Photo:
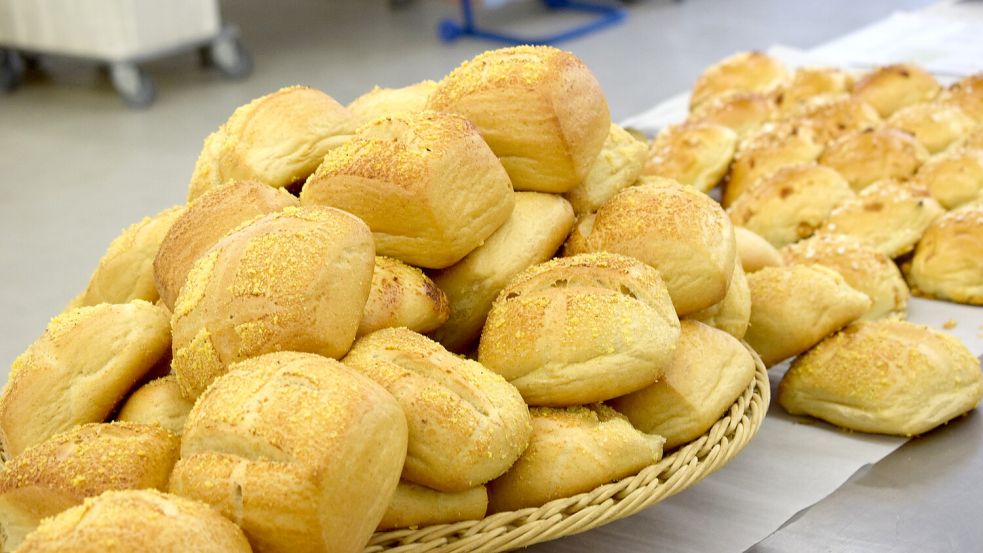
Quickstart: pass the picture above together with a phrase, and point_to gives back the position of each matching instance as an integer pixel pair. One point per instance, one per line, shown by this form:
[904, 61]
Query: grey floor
[76, 166]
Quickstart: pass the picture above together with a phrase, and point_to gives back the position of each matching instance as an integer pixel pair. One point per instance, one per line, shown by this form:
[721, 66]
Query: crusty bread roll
[79, 370]
[616, 167]
[207, 219]
[678, 230]
[137, 520]
[425, 183]
[865, 157]
[302, 452]
[278, 140]
[414, 506]
[795, 306]
[695, 154]
[274, 284]
[581, 329]
[890, 215]
[948, 263]
[893, 87]
[863, 267]
[709, 370]
[888, 377]
[573, 450]
[791, 203]
[536, 229]
[83, 462]
[467, 425]
[540, 109]
[158, 402]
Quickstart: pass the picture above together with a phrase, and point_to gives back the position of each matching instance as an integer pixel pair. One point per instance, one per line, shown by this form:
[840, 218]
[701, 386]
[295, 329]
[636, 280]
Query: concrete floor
[76, 166]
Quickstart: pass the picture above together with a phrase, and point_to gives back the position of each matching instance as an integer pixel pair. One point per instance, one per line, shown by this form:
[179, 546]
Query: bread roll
[791, 203]
[425, 183]
[616, 167]
[207, 219]
[679, 231]
[581, 329]
[893, 87]
[540, 109]
[862, 266]
[890, 215]
[948, 263]
[292, 280]
[796, 306]
[867, 156]
[78, 370]
[709, 371]
[278, 140]
[302, 452]
[573, 450]
[888, 377]
[137, 520]
[537, 227]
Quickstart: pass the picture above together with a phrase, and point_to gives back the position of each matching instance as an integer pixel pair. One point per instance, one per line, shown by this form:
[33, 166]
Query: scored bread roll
[581, 329]
[296, 280]
[536, 229]
[573, 450]
[302, 452]
[278, 140]
[710, 370]
[425, 183]
[79, 370]
[539, 109]
[206, 220]
[795, 306]
[887, 377]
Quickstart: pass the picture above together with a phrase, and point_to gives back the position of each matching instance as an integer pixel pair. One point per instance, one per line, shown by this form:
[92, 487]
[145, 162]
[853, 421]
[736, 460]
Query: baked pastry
[536, 229]
[278, 140]
[616, 167]
[676, 229]
[272, 285]
[98, 353]
[709, 371]
[890, 215]
[888, 377]
[425, 183]
[206, 220]
[573, 450]
[863, 267]
[302, 452]
[791, 203]
[581, 329]
[539, 109]
[795, 306]
[948, 262]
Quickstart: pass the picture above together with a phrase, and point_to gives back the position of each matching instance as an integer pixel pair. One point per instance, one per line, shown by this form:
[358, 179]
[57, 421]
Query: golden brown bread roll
[273, 285]
[573, 450]
[709, 371]
[863, 267]
[79, 370]
[302, 452]
[796, 306]
[678, 230]
[888, 377]
[581, 329]
[540, 109]
[536, 229]
[425, 183]
[278, 140]
[206, 220]
[137, 520]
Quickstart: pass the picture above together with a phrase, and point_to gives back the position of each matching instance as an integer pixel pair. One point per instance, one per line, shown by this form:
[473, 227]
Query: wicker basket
[686, 466]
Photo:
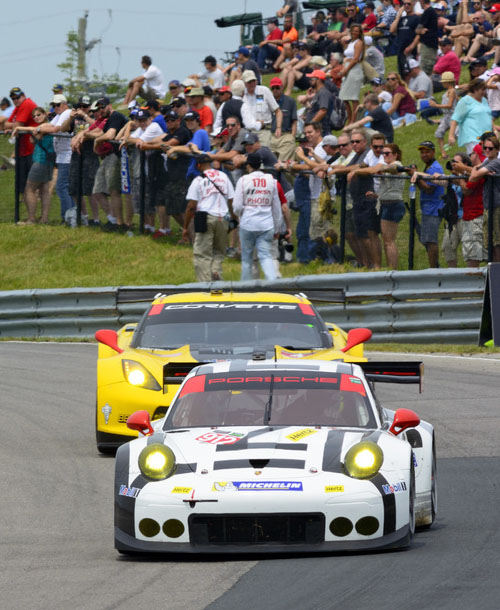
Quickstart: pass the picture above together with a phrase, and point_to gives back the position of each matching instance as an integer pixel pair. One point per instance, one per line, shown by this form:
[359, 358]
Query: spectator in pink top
[447, 62]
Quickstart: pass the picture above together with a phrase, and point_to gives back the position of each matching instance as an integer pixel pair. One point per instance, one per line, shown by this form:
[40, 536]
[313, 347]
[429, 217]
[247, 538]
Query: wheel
[411, 501]
[433, 508]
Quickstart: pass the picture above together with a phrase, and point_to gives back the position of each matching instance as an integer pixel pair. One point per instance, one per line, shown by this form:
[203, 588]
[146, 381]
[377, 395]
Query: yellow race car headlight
[138, 375]
[157, 462]
[363, 460]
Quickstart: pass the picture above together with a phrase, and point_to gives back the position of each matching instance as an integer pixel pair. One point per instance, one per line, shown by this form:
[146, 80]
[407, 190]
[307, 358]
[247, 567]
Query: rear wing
[315, 294]
[175, 372]
[394, 372]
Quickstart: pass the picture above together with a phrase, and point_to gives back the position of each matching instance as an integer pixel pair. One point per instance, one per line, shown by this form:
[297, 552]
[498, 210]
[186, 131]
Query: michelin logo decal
[257, 486]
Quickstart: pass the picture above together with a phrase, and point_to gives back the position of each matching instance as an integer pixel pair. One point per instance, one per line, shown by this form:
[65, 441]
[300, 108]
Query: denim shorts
[392, 210]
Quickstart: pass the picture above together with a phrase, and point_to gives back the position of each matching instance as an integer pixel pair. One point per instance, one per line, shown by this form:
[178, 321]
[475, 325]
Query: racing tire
[433, 510]
[411, 500]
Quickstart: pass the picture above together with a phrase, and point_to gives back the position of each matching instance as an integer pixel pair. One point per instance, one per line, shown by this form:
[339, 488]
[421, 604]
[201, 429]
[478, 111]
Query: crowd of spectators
[221, 147]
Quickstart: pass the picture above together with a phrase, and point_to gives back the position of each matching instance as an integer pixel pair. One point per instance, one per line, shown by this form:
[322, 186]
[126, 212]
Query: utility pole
[82, 47]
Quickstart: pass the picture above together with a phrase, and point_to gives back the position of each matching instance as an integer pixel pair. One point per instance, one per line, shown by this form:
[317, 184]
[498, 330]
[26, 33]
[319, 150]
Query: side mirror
[141, 422]
[404, 419]
[356, 336]
[109, 338]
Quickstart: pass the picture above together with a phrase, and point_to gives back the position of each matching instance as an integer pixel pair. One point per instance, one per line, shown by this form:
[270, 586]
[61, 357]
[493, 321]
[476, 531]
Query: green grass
[55, 257]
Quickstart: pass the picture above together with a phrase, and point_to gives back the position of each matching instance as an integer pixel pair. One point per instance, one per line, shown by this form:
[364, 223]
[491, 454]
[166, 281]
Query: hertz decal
[300, 434]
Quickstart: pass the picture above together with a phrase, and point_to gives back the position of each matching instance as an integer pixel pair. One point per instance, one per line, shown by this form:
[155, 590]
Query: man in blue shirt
[431, 201]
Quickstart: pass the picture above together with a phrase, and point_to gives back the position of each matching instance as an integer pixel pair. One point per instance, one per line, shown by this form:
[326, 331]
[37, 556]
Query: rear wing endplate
[394, 372]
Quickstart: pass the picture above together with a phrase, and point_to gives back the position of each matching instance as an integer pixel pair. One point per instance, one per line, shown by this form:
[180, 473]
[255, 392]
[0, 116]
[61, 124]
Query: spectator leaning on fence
[40, 173]
[491, 192]
[22, 116]
[149, 85]
[257, 203]
[431, 202]
[209, 198]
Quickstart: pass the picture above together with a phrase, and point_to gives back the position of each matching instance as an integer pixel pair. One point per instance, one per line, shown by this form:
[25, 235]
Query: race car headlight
[157, 462]
[363, 460]
[138, 375]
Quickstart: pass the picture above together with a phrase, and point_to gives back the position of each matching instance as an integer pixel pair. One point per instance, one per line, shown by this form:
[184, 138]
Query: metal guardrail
[430, 306]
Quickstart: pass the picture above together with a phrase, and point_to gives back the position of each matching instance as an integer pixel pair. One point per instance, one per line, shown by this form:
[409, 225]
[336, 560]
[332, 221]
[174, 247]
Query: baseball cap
[254, 160]
[248, 75]
[318, 60]
[330, 141]
[103, 101]
[447, 76]
[192, 115]
[178, 101]
[195, 91]
[317, 74]
[238, 87]
[16, 92]
[427, 144]
[250, 138]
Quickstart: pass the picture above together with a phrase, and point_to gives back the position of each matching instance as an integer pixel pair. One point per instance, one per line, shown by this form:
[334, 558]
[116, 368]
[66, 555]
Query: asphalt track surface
[56, 508]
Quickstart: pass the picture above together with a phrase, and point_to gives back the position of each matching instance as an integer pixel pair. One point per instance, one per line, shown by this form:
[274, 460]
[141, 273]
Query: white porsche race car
[277, 456]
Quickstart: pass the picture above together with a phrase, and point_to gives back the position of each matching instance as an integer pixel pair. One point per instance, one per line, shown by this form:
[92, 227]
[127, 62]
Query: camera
[285, 249]
[232, 224]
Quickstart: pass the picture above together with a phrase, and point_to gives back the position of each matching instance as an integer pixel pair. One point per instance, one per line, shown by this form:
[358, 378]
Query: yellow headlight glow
[136, 374]
[157, 462]
[363, 460]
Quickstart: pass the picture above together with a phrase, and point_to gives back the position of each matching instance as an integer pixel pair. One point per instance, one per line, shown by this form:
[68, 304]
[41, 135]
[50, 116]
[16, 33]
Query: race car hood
[302, 450]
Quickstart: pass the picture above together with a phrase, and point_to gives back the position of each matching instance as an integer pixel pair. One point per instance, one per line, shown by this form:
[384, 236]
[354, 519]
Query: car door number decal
[215, 438]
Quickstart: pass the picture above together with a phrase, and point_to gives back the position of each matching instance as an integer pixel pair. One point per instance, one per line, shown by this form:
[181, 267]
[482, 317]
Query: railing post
[343, 200]
[491, 195]
[17, 180]
[142, 191]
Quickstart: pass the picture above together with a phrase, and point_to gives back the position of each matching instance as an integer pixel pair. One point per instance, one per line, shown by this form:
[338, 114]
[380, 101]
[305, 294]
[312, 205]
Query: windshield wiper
[269, 404]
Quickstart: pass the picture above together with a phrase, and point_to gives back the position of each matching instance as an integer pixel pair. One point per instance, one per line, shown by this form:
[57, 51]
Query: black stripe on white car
[241, 446]
[272, 463]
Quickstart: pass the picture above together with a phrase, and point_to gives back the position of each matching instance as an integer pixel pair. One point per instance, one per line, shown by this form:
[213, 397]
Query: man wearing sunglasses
[22, 117]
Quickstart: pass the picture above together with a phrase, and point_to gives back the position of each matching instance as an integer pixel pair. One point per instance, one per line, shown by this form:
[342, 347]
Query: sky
[176, 35]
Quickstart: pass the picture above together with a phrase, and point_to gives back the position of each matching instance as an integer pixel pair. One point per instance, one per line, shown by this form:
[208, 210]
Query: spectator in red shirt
[22, 116]
[196, 101]
[270, 48]
[370, 20]
[447, 62]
..........
- **TASK STATEMENT**
Collect every line from the entries above that contains the word "yellow", and copy each one in full.

- **FINISHED ANSWER**
Query: yellow race car headlight
Query: yellow headlight glow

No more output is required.